• _Try it_:
All that is wanted is the span of lines from the one with "Target: stone slab" to the last line of the data, copied exactly.

[Source data]

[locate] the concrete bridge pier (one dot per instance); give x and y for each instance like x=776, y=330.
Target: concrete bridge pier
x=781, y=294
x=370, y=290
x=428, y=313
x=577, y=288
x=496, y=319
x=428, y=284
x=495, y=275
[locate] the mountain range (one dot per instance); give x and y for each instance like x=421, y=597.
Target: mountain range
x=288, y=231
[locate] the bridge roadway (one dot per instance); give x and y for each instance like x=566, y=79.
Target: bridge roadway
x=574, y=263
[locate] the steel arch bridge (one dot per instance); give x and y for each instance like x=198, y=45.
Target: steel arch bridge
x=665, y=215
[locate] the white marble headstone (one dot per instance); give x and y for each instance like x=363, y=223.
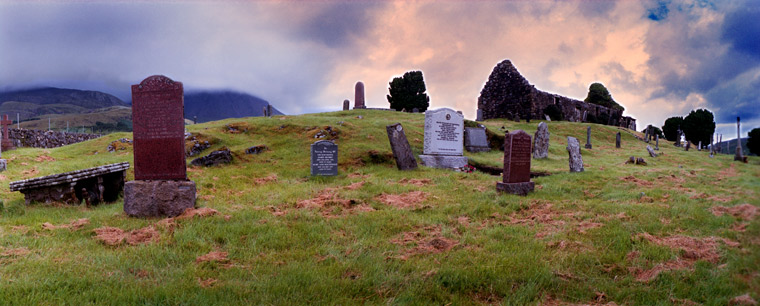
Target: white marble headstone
x=444, y=132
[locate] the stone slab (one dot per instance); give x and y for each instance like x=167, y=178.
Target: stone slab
x=158, y=198
x=443, y=161
x=159, y=130
x=516, y=188
x=324, y=158
x=402, y=152
x=444, y=129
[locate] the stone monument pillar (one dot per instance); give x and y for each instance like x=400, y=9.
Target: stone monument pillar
x=359, y=96
x=444, y=139
x=161, y=187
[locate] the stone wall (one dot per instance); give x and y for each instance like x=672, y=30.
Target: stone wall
x=46, y=139
x=507, y=94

• _Result_:
Target: stone slab
x=158, y=198
x=443, y=161
x=159, y=130
x=516, y=188
x=324, y=158
x=402, y=152
x=444, y=129
[locate] the stone monument pillar (one dot per instance); give x and y for each instance like x=400, y=9.
Target: stone monument pillar
x=359, y=96
x=444, y=139
x=161, y=187
[locate] the stone wall (one dot per instance); give x and y for each instance like x=672, y=30.
Target: stone wall
x=46, y=139
x=507, y=94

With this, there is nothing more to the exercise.